BEGIN Excerpted data
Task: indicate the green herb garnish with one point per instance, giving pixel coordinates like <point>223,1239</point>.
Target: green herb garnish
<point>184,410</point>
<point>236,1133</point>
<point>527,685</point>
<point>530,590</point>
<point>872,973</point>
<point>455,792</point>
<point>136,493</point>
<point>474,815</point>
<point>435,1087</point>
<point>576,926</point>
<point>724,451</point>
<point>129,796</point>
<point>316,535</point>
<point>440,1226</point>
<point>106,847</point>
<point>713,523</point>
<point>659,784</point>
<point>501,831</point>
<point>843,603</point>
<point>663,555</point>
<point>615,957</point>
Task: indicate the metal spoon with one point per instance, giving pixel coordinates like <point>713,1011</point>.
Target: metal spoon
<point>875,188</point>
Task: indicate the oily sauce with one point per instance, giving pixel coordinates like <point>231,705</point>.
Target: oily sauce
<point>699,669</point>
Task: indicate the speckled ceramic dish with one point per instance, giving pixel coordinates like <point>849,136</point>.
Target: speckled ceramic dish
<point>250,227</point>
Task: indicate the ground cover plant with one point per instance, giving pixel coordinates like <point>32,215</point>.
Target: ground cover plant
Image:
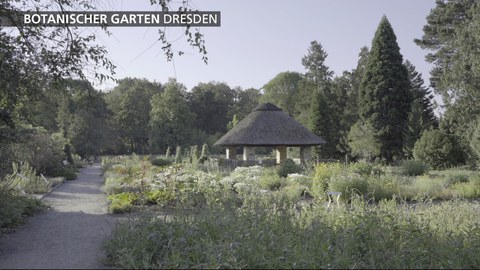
<point>254,218</point>
<point>15,206</point>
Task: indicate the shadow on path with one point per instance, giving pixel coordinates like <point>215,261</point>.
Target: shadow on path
<point>70,234</point>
END Excerpted data
Copy out every line of the entries above word for word, leaving out the pictures.

Task: indicate the green herb garnish with one point per instance, giving pixel coordinates like <point>223,1239</point>.
Target: green herb garnish
<point>184,410</point>
<point>236,1133</point>
<point>527,685</point>
<point>530,590</point>
<point>872,973</point>
<point>455,792</point>
<point>136,493</point>
<point>474,815</point>
<point>435,1087</point>
<point>576,926</point>
<point>724,451</point>
<point>129,796</point>
<point>316,535</point>
<point>440,1226</point>
<point>106,847</point>
<point>713,523</point>
<point>659,784</point>
<point>501,831</point>
<point>843,603</point>
<point>663,555</point>
<point>615,957</point>
Task: indicate the metal spoon with one point per instance, giving pixel coordinates like <point>713,1011</point>.
Target: metal spoon
<point>875,188</point>
Task: indicate the oily sauce with one point per instance, giving pixel coordinates like <point>231,705</point>.
Target: oily sauce
<point>699,669</point>
Task: indicate the speckled ceramic dish with one point per instance, giving pixel coordinates like <point>849,136</point>.
Target: speckled ceramic dish
<point>250,227</point>
Task: indicate the ground cover plant with one point per instance, giving pixel coordinates like <point>32,215</point>.
Target: ground cover plant
Image:
<point>254,218</point>
<point>15,206</point>
Task: indicate the shadow on path with one point per instance, giving pixel coordinates like <point>215,261</point>.
Target: shadow on path
<point>70,234</point>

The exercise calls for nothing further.